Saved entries
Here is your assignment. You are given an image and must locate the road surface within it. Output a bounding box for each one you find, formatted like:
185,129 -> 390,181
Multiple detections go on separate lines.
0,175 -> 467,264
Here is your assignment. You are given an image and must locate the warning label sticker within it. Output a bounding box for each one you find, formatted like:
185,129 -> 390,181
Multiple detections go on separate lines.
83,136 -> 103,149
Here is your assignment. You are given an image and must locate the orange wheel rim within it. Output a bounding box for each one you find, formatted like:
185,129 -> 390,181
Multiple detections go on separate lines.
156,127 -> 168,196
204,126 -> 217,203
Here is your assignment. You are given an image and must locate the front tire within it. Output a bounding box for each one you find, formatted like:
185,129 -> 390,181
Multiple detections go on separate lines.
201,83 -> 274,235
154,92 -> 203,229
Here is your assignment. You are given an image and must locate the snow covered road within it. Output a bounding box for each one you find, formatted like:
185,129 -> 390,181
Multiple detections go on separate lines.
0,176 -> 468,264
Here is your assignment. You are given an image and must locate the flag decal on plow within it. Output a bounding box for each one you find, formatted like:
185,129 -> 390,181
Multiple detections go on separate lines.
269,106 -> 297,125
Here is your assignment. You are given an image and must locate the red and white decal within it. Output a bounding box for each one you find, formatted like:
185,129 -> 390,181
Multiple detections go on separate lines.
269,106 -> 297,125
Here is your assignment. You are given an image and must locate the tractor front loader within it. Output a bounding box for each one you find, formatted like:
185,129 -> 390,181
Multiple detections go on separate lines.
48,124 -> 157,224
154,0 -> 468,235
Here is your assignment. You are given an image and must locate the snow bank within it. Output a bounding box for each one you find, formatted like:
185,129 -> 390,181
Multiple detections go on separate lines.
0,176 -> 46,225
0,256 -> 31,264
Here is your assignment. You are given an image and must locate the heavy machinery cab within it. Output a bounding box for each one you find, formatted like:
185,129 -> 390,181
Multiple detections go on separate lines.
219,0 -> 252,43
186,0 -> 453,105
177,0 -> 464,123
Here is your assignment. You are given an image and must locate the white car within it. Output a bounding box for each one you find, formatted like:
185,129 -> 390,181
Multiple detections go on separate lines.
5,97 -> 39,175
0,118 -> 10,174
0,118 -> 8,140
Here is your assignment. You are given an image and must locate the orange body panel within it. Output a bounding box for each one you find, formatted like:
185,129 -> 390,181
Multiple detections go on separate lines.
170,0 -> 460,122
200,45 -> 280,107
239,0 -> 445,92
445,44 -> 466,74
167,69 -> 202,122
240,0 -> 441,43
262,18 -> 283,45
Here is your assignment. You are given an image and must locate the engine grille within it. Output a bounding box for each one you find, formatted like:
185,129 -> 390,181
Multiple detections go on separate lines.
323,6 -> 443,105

--

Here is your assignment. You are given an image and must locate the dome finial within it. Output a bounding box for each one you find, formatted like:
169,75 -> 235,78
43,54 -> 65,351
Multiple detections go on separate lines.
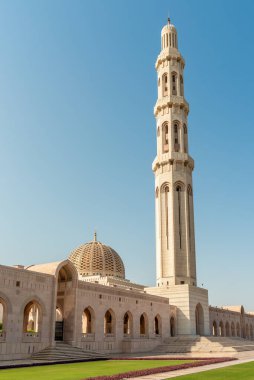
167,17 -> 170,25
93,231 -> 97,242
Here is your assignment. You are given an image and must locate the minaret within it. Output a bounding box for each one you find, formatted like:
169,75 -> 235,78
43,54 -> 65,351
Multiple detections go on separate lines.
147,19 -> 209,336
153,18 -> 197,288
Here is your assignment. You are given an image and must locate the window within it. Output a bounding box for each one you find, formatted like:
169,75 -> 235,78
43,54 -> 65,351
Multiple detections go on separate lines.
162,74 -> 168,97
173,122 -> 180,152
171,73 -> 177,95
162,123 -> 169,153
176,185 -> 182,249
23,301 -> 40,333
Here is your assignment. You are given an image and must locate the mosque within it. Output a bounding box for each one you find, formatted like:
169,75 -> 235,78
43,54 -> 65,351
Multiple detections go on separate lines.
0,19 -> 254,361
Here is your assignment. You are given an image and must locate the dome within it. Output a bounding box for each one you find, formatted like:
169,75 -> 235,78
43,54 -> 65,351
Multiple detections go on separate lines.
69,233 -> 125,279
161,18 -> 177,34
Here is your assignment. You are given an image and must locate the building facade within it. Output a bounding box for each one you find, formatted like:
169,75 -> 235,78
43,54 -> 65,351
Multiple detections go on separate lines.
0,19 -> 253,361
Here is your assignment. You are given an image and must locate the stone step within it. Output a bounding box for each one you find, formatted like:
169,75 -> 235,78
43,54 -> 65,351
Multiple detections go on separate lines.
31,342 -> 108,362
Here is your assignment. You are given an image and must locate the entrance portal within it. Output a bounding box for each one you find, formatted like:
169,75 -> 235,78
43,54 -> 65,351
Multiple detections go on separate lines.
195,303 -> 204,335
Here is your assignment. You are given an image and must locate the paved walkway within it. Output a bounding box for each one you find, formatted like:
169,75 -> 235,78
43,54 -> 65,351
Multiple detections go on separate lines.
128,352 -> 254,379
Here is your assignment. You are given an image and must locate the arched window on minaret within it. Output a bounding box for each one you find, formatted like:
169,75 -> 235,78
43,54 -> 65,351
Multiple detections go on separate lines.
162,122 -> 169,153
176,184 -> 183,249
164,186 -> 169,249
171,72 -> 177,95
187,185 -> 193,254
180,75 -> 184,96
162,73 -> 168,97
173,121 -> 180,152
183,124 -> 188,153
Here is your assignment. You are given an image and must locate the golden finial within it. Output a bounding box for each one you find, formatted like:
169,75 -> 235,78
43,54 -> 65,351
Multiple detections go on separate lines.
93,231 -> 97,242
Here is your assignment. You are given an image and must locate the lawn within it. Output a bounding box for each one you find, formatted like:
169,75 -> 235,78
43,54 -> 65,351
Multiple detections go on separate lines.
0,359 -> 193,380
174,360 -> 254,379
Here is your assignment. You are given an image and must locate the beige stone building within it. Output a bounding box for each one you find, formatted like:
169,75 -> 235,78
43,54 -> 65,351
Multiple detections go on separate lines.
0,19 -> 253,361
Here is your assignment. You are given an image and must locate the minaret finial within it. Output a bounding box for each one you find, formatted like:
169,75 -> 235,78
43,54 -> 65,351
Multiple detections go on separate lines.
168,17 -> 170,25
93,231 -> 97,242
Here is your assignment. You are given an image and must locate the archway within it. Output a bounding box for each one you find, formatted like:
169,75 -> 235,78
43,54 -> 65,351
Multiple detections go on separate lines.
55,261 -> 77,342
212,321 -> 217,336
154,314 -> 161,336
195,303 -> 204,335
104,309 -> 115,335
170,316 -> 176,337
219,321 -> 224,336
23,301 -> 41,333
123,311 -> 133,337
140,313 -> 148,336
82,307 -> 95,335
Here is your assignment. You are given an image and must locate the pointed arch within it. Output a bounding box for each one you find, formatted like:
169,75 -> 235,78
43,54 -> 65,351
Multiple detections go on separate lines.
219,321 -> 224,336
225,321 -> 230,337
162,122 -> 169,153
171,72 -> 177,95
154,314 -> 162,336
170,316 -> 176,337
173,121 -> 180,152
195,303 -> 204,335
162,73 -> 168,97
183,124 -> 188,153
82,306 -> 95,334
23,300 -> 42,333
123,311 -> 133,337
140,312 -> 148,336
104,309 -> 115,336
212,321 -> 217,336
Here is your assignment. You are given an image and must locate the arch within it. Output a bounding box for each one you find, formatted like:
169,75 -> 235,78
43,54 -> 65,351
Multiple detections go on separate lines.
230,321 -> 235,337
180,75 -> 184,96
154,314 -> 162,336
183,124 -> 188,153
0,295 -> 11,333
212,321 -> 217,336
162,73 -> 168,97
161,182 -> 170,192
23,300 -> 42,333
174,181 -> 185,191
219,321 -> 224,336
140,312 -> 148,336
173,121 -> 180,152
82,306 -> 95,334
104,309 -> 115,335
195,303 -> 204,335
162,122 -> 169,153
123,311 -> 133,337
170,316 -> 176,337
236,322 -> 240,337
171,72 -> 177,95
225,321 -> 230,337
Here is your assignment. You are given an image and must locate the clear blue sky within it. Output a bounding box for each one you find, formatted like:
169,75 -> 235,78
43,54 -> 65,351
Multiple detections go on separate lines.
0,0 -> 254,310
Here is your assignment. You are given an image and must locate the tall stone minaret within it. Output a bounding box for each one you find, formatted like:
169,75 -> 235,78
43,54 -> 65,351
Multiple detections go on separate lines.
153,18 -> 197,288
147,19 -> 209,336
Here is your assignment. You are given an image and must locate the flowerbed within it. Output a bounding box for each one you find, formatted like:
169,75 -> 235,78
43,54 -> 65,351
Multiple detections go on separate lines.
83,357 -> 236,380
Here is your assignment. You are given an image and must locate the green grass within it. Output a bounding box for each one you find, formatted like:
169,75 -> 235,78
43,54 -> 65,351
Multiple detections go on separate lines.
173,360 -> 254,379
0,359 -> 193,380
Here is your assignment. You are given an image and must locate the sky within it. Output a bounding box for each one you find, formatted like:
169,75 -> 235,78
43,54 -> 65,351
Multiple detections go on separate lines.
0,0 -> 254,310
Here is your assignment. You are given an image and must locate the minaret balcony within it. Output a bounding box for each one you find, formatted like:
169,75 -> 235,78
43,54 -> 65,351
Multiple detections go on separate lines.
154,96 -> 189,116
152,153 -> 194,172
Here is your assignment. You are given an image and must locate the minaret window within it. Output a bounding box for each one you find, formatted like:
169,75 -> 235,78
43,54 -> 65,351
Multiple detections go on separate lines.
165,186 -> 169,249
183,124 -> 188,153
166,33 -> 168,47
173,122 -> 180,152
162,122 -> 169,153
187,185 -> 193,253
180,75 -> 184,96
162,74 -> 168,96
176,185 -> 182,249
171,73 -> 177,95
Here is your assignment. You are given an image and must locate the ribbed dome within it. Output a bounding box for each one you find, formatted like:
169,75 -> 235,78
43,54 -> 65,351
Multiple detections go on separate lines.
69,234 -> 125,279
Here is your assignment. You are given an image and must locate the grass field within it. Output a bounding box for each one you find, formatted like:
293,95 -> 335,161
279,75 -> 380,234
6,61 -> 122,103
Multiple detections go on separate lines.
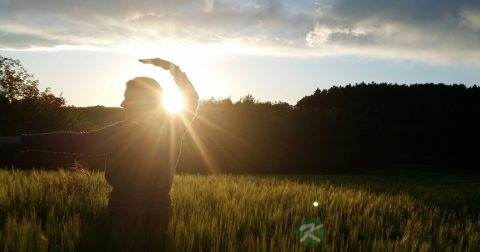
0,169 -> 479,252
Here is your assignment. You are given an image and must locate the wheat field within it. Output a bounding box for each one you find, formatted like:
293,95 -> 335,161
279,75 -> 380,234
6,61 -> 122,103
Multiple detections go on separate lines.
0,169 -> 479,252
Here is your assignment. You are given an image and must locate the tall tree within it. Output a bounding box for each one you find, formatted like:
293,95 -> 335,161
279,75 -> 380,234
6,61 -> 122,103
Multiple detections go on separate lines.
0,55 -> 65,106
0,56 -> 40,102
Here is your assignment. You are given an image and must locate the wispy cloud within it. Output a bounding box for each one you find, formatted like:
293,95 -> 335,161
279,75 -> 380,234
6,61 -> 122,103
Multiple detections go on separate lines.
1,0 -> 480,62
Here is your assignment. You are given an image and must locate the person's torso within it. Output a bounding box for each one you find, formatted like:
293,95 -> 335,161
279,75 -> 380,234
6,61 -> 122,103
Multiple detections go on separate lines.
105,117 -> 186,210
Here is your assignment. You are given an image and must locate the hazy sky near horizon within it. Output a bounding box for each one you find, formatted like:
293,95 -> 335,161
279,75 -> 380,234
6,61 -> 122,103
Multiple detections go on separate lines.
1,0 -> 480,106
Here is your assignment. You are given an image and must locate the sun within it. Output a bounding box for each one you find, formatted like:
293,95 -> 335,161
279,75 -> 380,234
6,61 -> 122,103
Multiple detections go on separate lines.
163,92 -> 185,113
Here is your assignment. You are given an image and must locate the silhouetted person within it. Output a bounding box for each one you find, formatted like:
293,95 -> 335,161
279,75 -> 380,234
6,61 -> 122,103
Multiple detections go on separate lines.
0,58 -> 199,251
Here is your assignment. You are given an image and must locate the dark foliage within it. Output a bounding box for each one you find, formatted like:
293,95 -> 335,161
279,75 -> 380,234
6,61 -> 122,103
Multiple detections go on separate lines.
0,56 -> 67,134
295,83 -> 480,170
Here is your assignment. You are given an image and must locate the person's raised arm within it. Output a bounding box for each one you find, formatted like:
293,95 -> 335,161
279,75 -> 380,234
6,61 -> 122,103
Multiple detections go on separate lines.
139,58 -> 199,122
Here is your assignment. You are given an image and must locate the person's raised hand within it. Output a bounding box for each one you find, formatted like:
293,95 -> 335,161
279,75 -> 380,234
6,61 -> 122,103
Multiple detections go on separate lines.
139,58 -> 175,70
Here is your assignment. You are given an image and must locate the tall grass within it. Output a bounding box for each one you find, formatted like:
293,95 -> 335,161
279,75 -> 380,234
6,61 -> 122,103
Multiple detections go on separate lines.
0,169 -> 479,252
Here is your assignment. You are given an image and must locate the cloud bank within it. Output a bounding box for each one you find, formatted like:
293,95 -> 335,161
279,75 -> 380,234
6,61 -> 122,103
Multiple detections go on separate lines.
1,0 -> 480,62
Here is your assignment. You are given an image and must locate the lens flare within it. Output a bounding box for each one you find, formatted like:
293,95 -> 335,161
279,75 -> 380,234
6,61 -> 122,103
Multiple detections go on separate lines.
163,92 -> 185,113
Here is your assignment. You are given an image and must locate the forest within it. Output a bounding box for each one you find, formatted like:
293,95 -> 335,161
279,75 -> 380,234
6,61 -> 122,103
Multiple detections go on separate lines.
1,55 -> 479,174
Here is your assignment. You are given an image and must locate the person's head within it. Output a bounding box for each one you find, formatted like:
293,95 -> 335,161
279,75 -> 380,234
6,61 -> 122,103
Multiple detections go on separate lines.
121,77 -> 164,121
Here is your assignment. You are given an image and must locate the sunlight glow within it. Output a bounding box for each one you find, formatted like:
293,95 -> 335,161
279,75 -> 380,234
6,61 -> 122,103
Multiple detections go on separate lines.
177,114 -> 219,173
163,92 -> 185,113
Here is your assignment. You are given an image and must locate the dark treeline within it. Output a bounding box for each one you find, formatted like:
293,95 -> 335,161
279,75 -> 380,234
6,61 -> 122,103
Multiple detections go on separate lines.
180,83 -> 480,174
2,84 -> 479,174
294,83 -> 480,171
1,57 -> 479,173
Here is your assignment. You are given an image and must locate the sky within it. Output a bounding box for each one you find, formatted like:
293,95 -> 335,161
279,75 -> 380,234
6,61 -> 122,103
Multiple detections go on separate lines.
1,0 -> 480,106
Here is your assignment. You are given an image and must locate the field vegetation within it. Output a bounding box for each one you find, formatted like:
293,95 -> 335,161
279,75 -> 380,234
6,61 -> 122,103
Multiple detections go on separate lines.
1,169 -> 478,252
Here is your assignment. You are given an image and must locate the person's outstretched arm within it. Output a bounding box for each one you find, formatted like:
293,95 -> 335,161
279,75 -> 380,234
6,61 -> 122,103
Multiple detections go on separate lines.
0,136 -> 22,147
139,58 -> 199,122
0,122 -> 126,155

▸ **Task directions**
Each line containing the word "tall" needs to be copied from the data above.

▸ **Finished exercise**
Here is your assignment. You are given an image and must locate the tall stone minaret within it. Output a bounding box for each one you find, formatted like:
Here is your assignment. You are given an image and must locate the tall tree within it. Output a bounding box for each one you find, formatted like:
Here is your assignment. You are given an image and must locate the tall grass within it. Output a bounding box for each one you find, formatted like:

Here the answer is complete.